Items from a dataset:

===

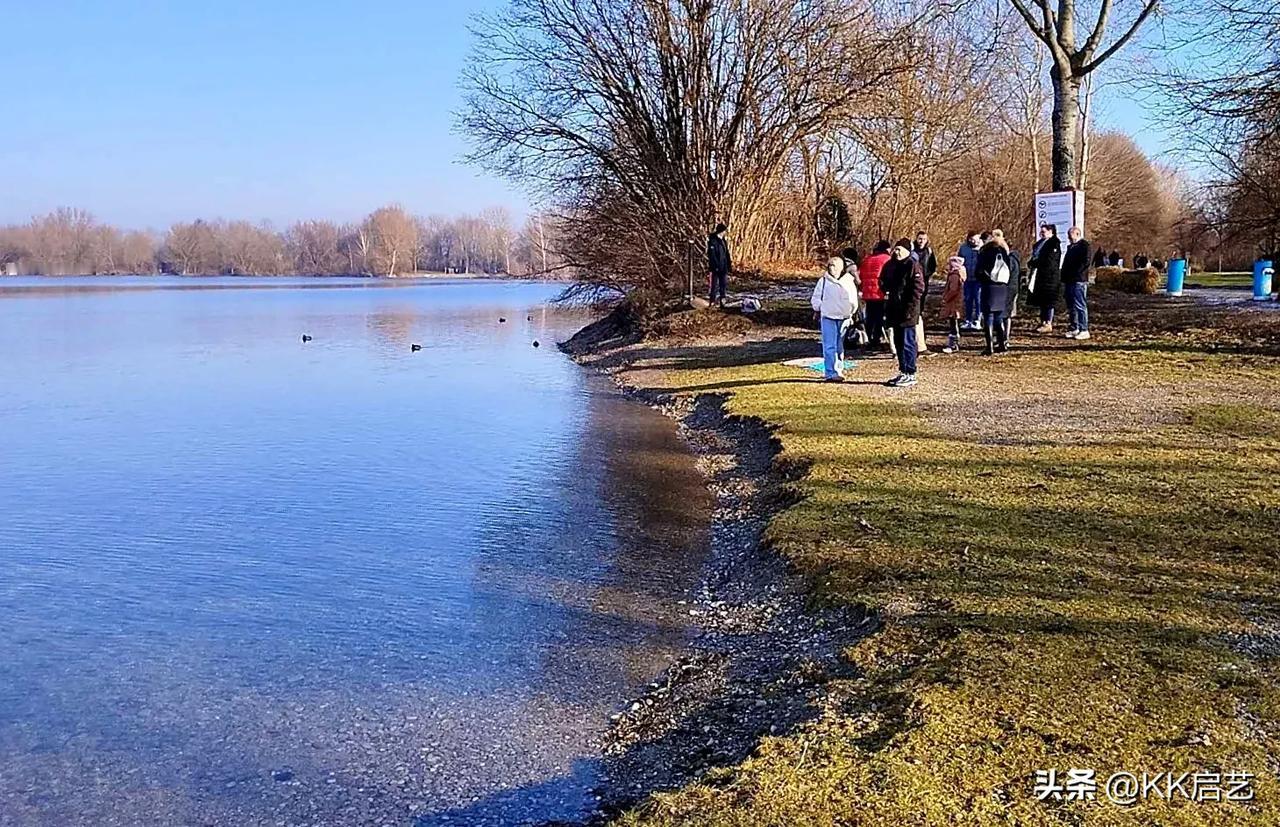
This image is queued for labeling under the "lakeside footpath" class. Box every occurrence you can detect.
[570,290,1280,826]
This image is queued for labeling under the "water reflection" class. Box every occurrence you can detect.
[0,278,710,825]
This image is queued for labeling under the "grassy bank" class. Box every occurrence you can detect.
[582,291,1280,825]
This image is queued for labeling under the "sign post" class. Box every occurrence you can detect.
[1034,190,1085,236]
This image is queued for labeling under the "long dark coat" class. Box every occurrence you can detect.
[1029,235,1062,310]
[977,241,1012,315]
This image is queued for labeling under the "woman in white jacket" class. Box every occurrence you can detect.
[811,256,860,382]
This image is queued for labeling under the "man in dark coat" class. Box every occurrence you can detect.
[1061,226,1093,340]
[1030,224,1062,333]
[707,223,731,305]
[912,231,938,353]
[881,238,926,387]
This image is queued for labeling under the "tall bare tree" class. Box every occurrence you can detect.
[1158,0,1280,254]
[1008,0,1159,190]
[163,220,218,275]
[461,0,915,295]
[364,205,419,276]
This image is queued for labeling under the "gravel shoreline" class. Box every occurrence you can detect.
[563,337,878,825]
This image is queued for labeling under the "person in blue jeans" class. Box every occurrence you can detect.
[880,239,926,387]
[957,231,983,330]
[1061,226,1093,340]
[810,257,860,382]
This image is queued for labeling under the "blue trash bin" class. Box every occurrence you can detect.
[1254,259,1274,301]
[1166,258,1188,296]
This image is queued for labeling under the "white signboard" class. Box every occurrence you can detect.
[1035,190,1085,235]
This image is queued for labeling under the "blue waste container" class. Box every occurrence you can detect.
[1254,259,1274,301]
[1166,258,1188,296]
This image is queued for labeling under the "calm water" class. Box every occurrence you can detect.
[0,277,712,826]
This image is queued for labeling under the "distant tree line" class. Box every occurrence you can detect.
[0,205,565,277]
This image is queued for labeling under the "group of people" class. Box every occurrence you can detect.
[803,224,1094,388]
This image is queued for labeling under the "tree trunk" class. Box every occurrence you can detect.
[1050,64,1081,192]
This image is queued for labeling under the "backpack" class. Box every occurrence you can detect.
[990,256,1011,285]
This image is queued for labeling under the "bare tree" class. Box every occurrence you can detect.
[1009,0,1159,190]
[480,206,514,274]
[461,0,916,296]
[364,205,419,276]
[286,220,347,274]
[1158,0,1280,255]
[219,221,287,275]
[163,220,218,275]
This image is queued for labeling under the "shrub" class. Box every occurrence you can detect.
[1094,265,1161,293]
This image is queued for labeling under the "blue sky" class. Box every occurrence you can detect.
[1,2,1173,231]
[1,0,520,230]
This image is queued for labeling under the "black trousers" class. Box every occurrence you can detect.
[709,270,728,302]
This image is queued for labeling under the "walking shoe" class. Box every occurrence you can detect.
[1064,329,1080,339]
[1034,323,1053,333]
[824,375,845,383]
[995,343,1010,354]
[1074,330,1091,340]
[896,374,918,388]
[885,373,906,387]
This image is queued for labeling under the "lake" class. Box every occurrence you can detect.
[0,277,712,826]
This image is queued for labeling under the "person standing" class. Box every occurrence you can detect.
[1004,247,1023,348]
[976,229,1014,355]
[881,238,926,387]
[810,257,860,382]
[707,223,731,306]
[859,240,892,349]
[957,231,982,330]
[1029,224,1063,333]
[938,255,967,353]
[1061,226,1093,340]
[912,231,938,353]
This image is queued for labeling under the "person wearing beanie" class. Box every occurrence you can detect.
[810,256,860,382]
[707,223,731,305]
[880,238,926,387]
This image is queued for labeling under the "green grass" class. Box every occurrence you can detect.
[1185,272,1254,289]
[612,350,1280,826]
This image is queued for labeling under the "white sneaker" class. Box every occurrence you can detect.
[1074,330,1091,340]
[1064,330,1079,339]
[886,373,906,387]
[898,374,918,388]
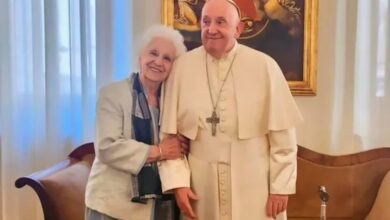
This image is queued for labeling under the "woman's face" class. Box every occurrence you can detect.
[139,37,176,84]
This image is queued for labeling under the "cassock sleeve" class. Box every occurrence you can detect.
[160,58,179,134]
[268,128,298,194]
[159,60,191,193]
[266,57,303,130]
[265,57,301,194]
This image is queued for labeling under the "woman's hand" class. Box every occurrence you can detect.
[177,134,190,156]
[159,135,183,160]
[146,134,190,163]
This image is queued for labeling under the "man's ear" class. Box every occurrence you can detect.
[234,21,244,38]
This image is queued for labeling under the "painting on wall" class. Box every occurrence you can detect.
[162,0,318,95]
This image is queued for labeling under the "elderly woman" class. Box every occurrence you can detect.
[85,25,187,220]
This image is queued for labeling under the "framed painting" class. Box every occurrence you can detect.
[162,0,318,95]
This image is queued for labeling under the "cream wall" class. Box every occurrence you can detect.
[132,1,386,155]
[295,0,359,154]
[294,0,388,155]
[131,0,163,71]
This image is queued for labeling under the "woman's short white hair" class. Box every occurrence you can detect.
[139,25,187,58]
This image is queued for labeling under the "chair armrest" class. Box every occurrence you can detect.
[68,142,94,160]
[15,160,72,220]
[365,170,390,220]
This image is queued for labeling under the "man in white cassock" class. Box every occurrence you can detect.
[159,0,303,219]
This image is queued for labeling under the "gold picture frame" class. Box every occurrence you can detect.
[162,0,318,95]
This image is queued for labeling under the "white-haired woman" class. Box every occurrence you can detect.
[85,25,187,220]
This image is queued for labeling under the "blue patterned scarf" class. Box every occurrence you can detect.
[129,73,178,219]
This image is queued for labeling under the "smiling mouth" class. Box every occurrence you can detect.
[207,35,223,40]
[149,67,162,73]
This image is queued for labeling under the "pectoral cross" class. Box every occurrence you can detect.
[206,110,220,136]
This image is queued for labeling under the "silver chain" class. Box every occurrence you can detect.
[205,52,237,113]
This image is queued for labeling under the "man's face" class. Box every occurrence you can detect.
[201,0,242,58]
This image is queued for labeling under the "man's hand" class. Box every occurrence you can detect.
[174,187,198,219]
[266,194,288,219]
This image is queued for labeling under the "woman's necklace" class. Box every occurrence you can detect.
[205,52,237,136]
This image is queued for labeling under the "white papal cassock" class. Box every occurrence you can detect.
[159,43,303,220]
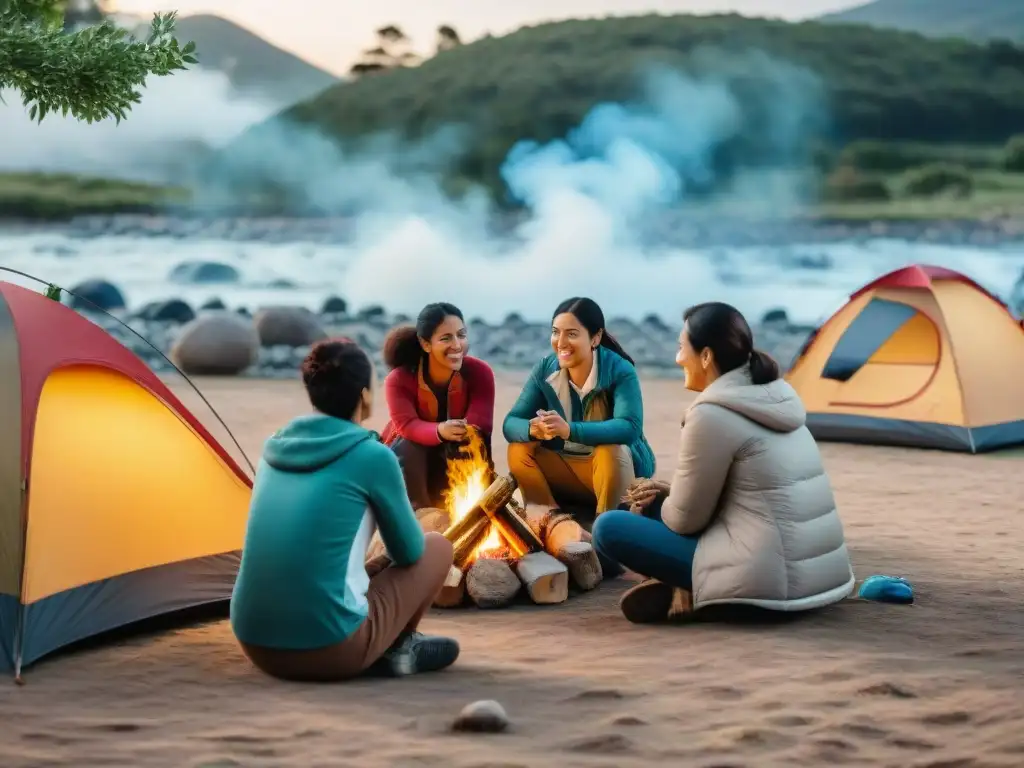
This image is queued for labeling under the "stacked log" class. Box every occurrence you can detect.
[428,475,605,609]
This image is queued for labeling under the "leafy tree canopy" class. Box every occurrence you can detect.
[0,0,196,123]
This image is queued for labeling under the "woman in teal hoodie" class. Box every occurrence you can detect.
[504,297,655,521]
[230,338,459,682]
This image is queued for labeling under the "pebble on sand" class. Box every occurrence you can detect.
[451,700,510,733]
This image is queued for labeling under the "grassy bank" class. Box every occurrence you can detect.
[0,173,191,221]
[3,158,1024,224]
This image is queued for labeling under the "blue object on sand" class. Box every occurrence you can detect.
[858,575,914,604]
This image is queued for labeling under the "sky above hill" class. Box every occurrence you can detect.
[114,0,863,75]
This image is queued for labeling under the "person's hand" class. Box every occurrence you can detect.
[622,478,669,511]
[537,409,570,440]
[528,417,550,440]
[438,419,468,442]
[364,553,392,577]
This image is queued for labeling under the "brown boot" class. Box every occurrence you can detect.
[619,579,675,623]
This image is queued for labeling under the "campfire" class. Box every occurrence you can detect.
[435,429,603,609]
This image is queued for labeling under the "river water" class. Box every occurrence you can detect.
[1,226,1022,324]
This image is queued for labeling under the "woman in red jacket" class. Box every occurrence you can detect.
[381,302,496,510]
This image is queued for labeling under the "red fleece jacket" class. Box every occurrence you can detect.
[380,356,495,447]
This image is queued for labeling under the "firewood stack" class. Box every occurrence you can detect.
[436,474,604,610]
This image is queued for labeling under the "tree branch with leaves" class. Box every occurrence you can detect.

===

For every entry above, write it out exactly and remove any image.

Task answer ▸
This image is queued for labeling under the "lakeside footpath" class. Box every occurrence you can detect.
[570,290,1280,826]
This image is queued for labeling under the "water reflection" class. Box every occurrence you can detect.
[0,278,710,825]
This image is queued for labeling under the "grassy bank" class. Box every occurrence you can detect.
[582,291,1280,825]
This image is queued for labeling under the "sign post" class. Box every occurrence you can detect.
[1034,190,1085,236]
This image is queued for labeling under the "long dark coat" class. Box every occurrence you can detect.
[1029,235,1062,310]
[977,241,1012,315]
This image is queued for labeling under the "woman in white jacket" class. Box every occurrence you can detect.
[811,256,860,382]
This image is queued for labeling under the "man in dark coat" class. Box every occurrence you can detect.
[1061,226,1093,340]
[1030,224,1062,333]
[707,223,731,305]
[912,231,938,353]
[881,238,926,387]
This image is queued for labeling under the "tall bare tree" class. Box every occurrence you can detect.
[1158,0,1280,254]
[1008,0,1159,190]
[163,220,218,275]
[461,0,915,295]
[364,205,419,276]
This image is queued for labeling under the "gravel shoreline" class. Box every occurrence you can detect.
[563,337,878,825]
This image is queued for labeling under the "person in blue jeans" class. Box every occurrence you can detect.
[880,239,926,387]
[957,231,983,330]
[1061,226,1093,340]
[810,257,860,382]
This image is queued for labeling under the "blue trash bin" class. Box every occurrence you can detect.
[1254,259,1274,301]
[1166,258,1188,296]
This image is queued for labeling under the "white signboard" class. Box every occurrence you can detect.
[1035,190,1085,235]
This image is queued for labeling under the "blue waste container" class. Box every occurrence you can detect.
[1254,259,1274,301]
[1166,258,1188,296]
This image is queued for labeling under the "calm water" class. Box every occurrence you can detect.
[0,277,712,826]
This image is queued for labeling under the "distant tree line" class. Box every occurrence you can detect.
[0,205,565,277]
This image is queued for labeling under the "group of people" class. Box every occurrence you can detect.
[803,224,1094,388]
This image is queued for labeling under the "tree trunk" class. Box every occurrence you can detect.
[1050,64,1081,192]
This image is queued for labeling under the "backpack" class. Box every occurrence you can detect.
[990,256,1011,285]
This image is queued for labeling under the "bare tree" class. Box every occurrence you can detect.
[1009,0,1159,190]
[480,206,514,274]
[461,0,916,296]
[364,205,419,276]
[286,220,347,274]
[1158,0,1280,255]
[219,221,287,275]
[163,220,218,275]
This image is queued for labeling under the "shrub" class. Box every occurrence you can detect.
[1094,265,1161,293]
This image is queued for labeling under the "blue sky" class. Box every occurrence you can detect.
[1,2,1173,231]
[1,0,520,230]
This image is queued for labeling under the "black trousers" class. Box every occurrence you can detect.
[709,270,728,302]
This image is queued for labeling under the "walking shoe" class. Box every occurrence you can detect.
[1064,329,1080,339]
[1034,323,1053,333]
[824,375,845,383]
[995,343,1010,354]
[1074,330,1091,340]
[896,374,918,388]
[885,373,906,387]
This image is queued for labeling under the "lake" class. Box every occurrence you can detect.
[0,277,712,826]
This image is queued for labeling under the "person standing" class. Box every occurrence you can detect.
[1004,247,1023,348]
[976,229,1014,355]
[881,238,926,387]
[810,257,860,382]
[707,223,731,306]
[859,240,892,349]
[957,231,982,330]
[1029,224,1063,333]
[938,255,967,353]
[1061,226,1093,340]
[912,231,938,353]
This image is queued for labeling under the "person wearing beanie" class. Box every occurrence you can detect.
[810,256,860,382]
[707,223,731,305]
[880,238,926,387]
This image is queued for labeling under the "green grass" class. Box every occurrence you can detect.
[1185,272,1254,289]
[612,350,1280,826]
This image is queued for labeling under the "white sneaker" class. Box every occurrence you can detect.
[1074,330,1091,340]
[1064,330,1079,339]
[886,373,906,387]
[898,374,918,388]
This image is queued for labeling under the "woman's face" class. Box every occurrence you can detect.
[139,37,176,84]
This image is queued for labeling under the "cassock sleeve" class. Box every occurrence you can detect.
[160,58,179,134]
[268,128,298,194]
[159,60,191,193]
[266,57,303,130]
[265,57,301,194]
This image is queued for labeling under the "woman's hand" class. Box every occurrence you can detect.
[177,134,190,156]
[159,135,183,160]
[146,134,190,163]
This image is queued for labeling under the "man's ear" class. Box every occurrence you can detect.
[234,21,244,38]
This image is queued for labeling under the "painting on wall" class. Box every occurrence you can detect.
[162,0,318,95]
This image is queued for labeling under the "elderly woman" class. Box every occurrence you can detect.
[85,25,187,220]
This image is queued for labeling under the "framed painting" class. Box every occurrence you can detect.
[162,0,318,95]
This image is queued for labeling under the "cream wall" class. Box every occurrence you can detect.
[132,1,386,155]
[295,0,359,154]
[294,0,388,155]
[131,0,163,71]
This image is queued for labeling under the "woman's short white hair" class. Box every occurrence you can detect.
[139,25,187,58]
This image is queued for labeling under the "chair armrest" class. Box every occurrence you can detect.
[68,142,94,160]
[15,160,72,220]
[365,170,390,220]
This image is queued for labeling under the "man in white cassock" class. Box every occurrence you can detect.
[159,0,303,219]
This image is queued for labeling under the "gold picture frame" class. Box every occurrence you can detect.
[162,0,318,95]
This image is queued for labeling under the "white-haired woman" class. Box every occurrence you can detect.
[85,25,187,220]
This image is queued for labeling under the "blue patterned scarf" class. Box every occurrence you can detect.
[129,73,178,219]
This image is queued for labeling under the "smiling mouth" class. Box every occurrence you can detect.
[207,35,223,40]
[149,67,162,73]
This image is queued for labeling under the "pectoral cross" class. Box every occurrence you can detect.
[206,110,220,136]
This image is queued for labeling under the "silver chain" class. Box every occurrence you can detect.
[205,52,237,113]
This image is queued for labeling under the "man's face" class. Box every occurrence you can detect.
[201,0,242,58]
This image is queued for labeling under the "man's hand" class. Box every occurrence you can detect.
[174,187,198,219]
[266,194,288,219]
This image is queued for labeling under the "woman's necklace" class. Box every occurrence you can detect.
[205,52,237,136]
This image is queued for labeling under the "white papal cassock" class. Box every occurrence you can detect.
[159,43,303,220]
This image is queued for labeling under the "stacked log" class. Box every occurrence you can detect.
[428,475,605,609]
This image is queued for labeling under the "leafy tree canopy" class. Box every occurrence you can detect.
[0,0,196,123]
This image is queued for labeling under the "woman in teal hoodie" class. Box every occurrence you can detect.
[504,297,655,521]
[230,338,459,682]
This image is queued for labeling under the "pebble on sand" class. Box every occurrence you can detect.
[451,700,510,733]
This image is queued for labeling under the "grassy bank" class. Box every occurrence you can detect.
[0,173,191,221]
[3,158,1024,224]
This image is queued for labeling under the "blue object on sand" class. Box every occurrence you can detect.
[858,575,914,604]
This image is queued for labeling under the "sky above hill" class. Box every occurrence you can detect.
[114,0,863,75]
This image is queued for labeling under the "person's hand" class. Box every occurrence you can detect.
[622,478,669,511]
[537,409,570,440]
[528,417,550,440]
[438,419,468,442]
[364,553,392,577]
This image is queued for labeling under the "brown boot" class. Box every occurrence you can detect.
[619,579,675,623]
This image is queued for labeling under the "campfire" class. Box every occurrence you can detect.
[435,429,603,609]
This image is queued for labeling under the "river water" class. Box every occurrence you can detect.
[1,226,1022,324]
This image is queued for labeling under the "woman in red jacket" class. Box every occurrence you can detect.
[381,302,496,510]
This image is queued for labeling under the "red fleece jacket" class. Box every occurrence you can detect.
[380,356,495,447]
This image is queued for labeling under the "firewood stack" class. Box every occurrence you can detect.
[436,474,604,610]
This image is queued for labeling under the "tree branch with leaves" class. Box every occurrence you can detect.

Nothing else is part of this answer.